#### [Direction]
Give as a JSON list of strings, one per line, the lines starting with the line that contains "Objective — one point per instance of the water" and going on through the line that contains "[[321, 69]]", leaving out blank lines.

#### [Source material]
= = = = = = =

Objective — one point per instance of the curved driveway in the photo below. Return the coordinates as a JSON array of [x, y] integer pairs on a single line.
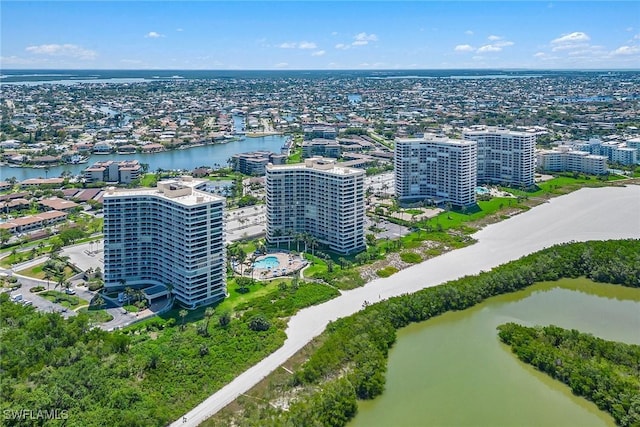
[[588, 214]]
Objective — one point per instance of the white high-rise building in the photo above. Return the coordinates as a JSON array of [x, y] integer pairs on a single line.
[[170, 235], [442, 170], [318, 197], [564, 158], [504, 157]]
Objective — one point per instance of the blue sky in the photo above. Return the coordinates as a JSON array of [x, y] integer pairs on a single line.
[[319, 35]]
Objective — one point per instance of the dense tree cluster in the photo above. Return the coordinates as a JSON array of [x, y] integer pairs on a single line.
[[355, 348], [146, 375], [604, 372]]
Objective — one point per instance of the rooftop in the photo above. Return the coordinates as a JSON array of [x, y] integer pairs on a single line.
[[323, 164], [183, 191]]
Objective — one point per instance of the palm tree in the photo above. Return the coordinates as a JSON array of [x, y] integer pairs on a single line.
[[183, 314], [48, 275], [208, 313], [98, 301]]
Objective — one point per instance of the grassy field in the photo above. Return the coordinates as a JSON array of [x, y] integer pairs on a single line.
[[97, 315], [456, 220], [37, 273], [149, 180]]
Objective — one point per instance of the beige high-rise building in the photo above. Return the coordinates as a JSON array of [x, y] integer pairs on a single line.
[[318, 197], [504, 157], [169, 235], [441, 170]]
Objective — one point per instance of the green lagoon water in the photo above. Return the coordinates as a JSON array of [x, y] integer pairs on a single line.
[[453, 370]]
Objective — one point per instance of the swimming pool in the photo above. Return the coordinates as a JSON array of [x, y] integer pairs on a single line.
[[267, 263]]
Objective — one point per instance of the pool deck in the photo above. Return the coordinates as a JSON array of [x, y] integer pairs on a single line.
[[288, 263]]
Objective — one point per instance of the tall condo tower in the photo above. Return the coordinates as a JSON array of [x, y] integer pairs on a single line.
[[317, 197], [171, 235], [442, 170], [504, 157]]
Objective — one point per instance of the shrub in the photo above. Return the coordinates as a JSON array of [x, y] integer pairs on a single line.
[[259, 323], [387, 271], [410, 257], [94, 286]]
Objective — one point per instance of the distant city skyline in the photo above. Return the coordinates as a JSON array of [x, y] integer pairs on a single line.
[[318, 35]]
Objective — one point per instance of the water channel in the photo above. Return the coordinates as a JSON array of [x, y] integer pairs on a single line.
[[189, 158], [453, 370]]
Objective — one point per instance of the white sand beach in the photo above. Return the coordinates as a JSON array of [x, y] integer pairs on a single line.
[[587, 214]]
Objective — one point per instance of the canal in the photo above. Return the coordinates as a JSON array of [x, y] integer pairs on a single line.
[[452, 370], [214, 155]]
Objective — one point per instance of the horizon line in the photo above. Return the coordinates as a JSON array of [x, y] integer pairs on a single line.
[[321, 69]]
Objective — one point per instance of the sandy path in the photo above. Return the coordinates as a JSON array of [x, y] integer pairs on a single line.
[[587, 214]]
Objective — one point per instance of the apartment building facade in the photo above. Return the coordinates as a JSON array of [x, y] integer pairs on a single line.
[[617, 152], [438, 169], [565, 159], [504, 157], [254, 163], [171, 235], [317, 197], [111, 171]]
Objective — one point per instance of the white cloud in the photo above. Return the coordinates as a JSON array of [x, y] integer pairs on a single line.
[[70, 50], [463, 48], [362, 39], [574, 40], [503, 43], [16, 60], [300, 45], [489, 48], [496, 46], [626, 50]]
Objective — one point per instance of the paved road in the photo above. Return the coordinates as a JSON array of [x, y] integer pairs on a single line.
[[588, 214]]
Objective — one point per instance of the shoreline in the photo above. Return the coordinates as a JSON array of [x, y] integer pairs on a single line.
[[579, 216]]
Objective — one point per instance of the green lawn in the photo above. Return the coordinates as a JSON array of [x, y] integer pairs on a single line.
[[131, 308], [96, 315], [149, 180], [456, 220], [37, 272], [296, 156], [69, 301]]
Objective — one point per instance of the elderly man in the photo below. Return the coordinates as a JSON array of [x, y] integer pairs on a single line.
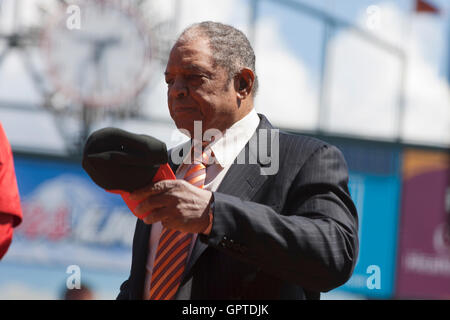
[[228, 229]]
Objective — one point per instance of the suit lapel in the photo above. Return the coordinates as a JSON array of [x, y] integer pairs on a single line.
[[241, 180]]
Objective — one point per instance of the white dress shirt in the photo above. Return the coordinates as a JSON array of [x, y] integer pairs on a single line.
[[225, 150]]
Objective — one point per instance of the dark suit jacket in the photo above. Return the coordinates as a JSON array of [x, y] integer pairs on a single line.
[[289, 235]]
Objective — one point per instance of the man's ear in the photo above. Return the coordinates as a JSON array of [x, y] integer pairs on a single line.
[[243, 83]]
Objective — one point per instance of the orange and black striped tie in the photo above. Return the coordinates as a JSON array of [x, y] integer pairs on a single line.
[[173, 248]]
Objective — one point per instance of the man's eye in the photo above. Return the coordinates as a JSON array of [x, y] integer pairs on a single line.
[[196, 78]]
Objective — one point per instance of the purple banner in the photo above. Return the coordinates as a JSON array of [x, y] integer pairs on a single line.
[[424, 247]]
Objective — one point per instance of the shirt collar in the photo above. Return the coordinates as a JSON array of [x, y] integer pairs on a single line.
[[228, 147]]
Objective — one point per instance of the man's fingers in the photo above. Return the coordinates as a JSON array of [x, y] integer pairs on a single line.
[[151, 189], [156, 215]]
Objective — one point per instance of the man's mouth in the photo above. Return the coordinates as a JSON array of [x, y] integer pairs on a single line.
[[185, 109]]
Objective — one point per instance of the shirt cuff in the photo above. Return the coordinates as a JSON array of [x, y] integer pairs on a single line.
[[211, 210]]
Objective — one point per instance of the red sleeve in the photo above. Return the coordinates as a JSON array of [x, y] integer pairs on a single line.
[[6, 232], [9, 193]]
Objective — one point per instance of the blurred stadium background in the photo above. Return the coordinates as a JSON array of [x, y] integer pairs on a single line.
[[372, 77]]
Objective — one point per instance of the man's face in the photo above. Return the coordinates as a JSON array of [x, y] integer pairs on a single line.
[[196, 90]]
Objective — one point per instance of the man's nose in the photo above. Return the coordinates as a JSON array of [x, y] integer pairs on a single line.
[[179, 88]]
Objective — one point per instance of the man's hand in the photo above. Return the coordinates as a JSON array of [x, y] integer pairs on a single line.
[[176, 203]]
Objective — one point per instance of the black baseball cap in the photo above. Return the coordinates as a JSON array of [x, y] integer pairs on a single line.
[[116, 159]]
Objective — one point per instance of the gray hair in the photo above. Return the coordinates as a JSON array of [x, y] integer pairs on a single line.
[[230, 47]]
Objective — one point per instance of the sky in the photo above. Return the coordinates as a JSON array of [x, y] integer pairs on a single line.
[[361, 80], [361, 92]]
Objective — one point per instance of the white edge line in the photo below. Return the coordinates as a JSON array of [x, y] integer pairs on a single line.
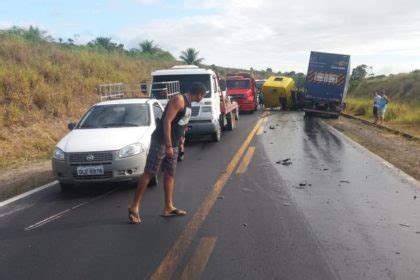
[[382, 160], [28, 193]]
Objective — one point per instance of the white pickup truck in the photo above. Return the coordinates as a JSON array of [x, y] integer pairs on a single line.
[[210, 115]]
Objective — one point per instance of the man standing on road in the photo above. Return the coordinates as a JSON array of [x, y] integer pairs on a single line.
[[382, 105], [163, 153], [376, 100]]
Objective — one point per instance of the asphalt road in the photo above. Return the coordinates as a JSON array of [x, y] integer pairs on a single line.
[[335, 212]]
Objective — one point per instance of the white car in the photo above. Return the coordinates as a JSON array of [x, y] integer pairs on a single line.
[[110, 143]]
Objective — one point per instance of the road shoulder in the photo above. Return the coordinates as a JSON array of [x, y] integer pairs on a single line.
[[399, 151]]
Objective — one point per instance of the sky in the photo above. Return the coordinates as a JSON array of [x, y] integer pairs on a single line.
[[240, 33]]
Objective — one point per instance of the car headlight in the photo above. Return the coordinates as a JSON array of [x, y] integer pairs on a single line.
[[131, 150], [58, 154], [205, 109]]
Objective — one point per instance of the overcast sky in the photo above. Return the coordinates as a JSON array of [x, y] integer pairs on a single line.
[[240, 33]]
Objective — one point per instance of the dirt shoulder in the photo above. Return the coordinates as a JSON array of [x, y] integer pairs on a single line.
[[24, 178], [396, 149]]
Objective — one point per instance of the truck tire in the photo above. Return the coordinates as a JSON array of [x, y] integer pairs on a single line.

= = = = = = =

#### [Task answer]
[
  "Objective — one point per instance of the water channel in the photo above. Return the coordinates as a JSON array of [x, y] integer pairs on a single line.",
  "[[189, 158], [453, 370]]",
  "Objective — one point per instance of the white sand beach in the photo above. Return the coordinates as a JSON array of [x, y] integer pairs on a single line.",
  "[[587, 214]]",
  "Objective — one point per instance of the canal in the photo above. Return the coordinates as a JSON array of [x, y] integer pairs on a single line.",
  "[[452, 370], [214, 155]]",
  "Objective — one point per instance of the horizon line in the photo above. Return the coordinates as a JSON array of [x, y] integer pairs on a single line.",
  "[[321, 69]]"
]